— DOCUMENT PASSAGE —

┄┄┄┄┄┄

At this point you should be able to:
saurav@mrp-dev:~/git/kaldi/tools$ make -j
...
saurav@mrp-dev:~/git/kaldi/src$ ./configure
...
saurav@mrp-dev:~/git/kaldi/src$ make clean -j; make depend -j; make -j;

Hopefully at this point, Kaldi should have compiled, and you should see a bunch of executable binaries in /src. Most(all?) of these executables are located in /src/*bin folders. None of these binaries are in your path now, but we'll get to that later. You can call themn with no arguments to figure out what they do:
saurav@mrp-dev:~/git/kaldi/src/featbin$ ./compute-mfcc-feats
./compute-mfcc-feats

Create MFCC feature files.
Usage:  compute-mfcc-feats [options...] <wav-rspecifier> <feats-wspecifier>

Options:
  --allow-downsample          : If true, allow the input waveform to have a higher frequency than the specified --sample-frequency (and we'll downsample). (bool, default = false)
  --blackman-coeff            : Constant coefficient for generalized Blackman window. (float, default = 0.42)
  --cepstral-lifter           : Constant that controls scaling of MFCCs (float, default = 22)

...etc...


One thing to note is that most (all?) of thes binaries print out the command they were called by as the first thing in stdout, which can be really useful to debug stuff.
Now lets go into the kaldi/egs/wsj/s5 folder. egs stands for "examples" and I think s5 is just the 5th revision to this example. This folder contains scripts to help up build and train models using the WSJ data.  One thing to note is there are two data sets in "WSJ": "WSJ0" and "WSJ1." You can read about them here:

https://catalog.ldc.upenn.edu/ldc93s6a
https://catalog.ldc.upenn.edu/ldc94s13a

In a nutshell, the corpora consist of a bunch of people reading articles out of the Wall Street Journal. If you don't have access to this data, it should be fine to read through the data preparation stage and try to create/acquire data of your own to do follow the remaining sections with.
After you download these, make sure they are in an easily accessible location (not inside the kaldi trunk). To tell the wsj recipe where your data is, go into kaldi/egs/wsj/s5/run.sh and look for the lines that say wsj0=xxx and wsj1=xxx replace these with the correct paths for your data. At this point, you can probably run the ./run.sh script and it will actually train and decode a monophone GMM-HMM model and a few different triphone models on its own. The next few sections try to go through how this works.

┄┄┄┄┄┄

Point annotations for photos

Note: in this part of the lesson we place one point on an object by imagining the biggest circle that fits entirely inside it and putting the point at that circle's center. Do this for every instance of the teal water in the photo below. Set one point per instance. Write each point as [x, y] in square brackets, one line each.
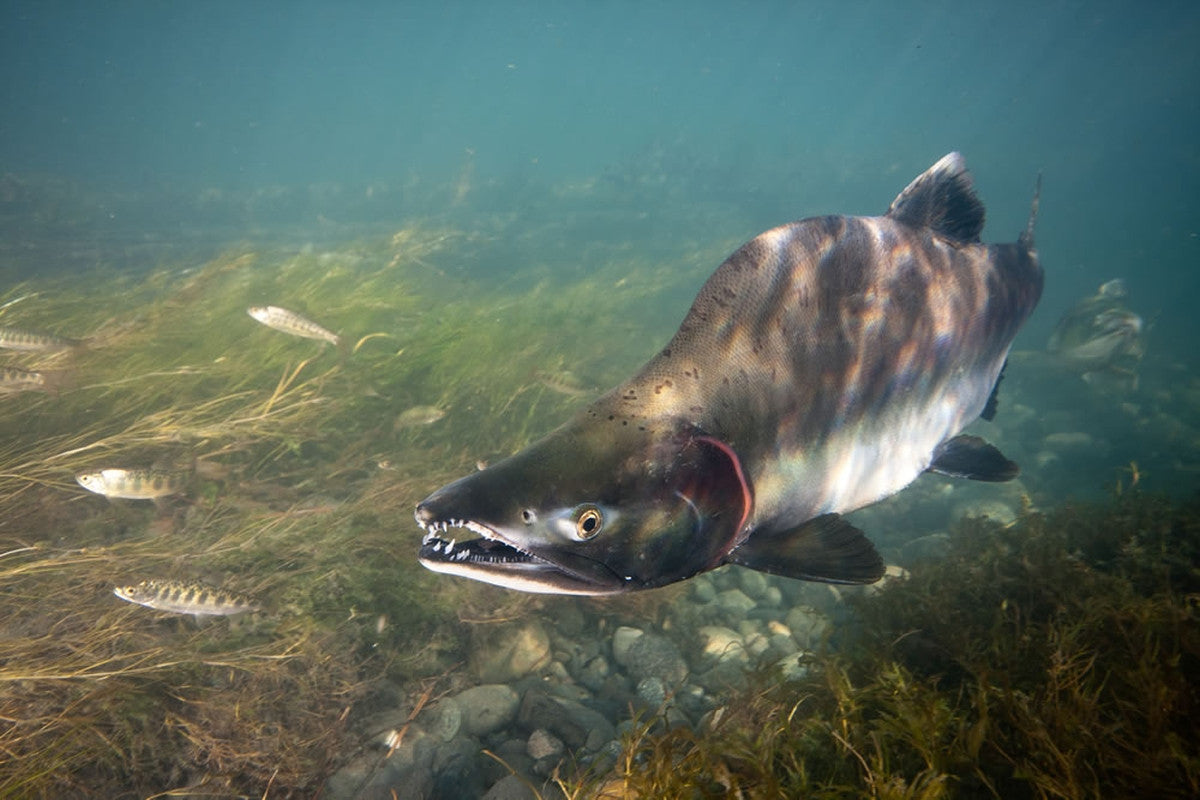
[523, 198]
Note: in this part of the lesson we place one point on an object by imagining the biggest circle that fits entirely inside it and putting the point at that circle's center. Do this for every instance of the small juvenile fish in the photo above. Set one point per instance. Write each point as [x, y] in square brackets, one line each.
[15, 379]
[289, 322]
[12, 338]
[185, 599]
[418, 415]
[133, 483]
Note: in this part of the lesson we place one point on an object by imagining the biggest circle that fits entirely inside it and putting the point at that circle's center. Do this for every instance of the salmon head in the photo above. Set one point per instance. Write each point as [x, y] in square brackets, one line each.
[592, 510]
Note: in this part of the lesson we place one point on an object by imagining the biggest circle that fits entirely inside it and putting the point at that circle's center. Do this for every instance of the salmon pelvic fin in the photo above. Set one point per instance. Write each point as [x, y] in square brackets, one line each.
[942, 198]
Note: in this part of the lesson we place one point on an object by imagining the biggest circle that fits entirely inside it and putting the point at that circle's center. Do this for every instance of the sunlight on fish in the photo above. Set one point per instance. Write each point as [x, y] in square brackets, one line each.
[289, 322]
[13, 338]
[133, 483]
[417, 416]
[185, 599]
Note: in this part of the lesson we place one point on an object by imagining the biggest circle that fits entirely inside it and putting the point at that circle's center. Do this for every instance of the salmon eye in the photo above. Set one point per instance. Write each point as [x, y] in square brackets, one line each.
[588, 521]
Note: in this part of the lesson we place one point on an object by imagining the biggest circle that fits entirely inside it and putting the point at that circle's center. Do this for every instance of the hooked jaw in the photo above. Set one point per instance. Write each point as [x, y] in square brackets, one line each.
[493, 559]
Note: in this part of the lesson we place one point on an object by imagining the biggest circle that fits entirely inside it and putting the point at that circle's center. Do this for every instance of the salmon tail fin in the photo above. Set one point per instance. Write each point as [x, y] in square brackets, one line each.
[1026, 239]
[942, 198]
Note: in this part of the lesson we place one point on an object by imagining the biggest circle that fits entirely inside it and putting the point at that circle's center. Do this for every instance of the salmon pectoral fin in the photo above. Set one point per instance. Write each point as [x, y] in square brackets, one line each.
[975, 458]
[826, 548]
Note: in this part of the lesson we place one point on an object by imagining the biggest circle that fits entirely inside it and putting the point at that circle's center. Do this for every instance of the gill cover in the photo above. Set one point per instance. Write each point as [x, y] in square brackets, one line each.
[585, 513]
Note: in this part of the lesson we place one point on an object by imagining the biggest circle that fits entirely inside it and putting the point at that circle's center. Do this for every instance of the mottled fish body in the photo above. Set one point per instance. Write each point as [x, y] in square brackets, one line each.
[185, 599]
[417, 416]
[135, 483]
[823, 366]
[289, 322]
[15, 379]
[12, 338]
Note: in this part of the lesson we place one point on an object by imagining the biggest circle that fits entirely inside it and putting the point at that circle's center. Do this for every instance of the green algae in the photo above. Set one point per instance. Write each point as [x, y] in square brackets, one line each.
[1051, 659]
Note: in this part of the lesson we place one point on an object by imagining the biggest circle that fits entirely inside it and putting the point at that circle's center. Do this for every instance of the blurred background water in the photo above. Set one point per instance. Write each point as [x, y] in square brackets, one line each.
[180, 116]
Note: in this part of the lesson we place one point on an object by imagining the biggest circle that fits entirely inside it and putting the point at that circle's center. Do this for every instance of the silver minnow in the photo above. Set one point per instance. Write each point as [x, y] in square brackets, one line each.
[185, 599]
[823, 366]
[289, 322]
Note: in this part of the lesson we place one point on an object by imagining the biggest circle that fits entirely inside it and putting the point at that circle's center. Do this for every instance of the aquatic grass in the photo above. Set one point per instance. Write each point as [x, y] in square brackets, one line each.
[1036, 661]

┄┄┄┄┄┄

— TASK DIRECTIONS —
According to the Kaldi setup walkthrough, what does the folder name "egs" stand for?

— CORRECT RESPONSE —
"Examples"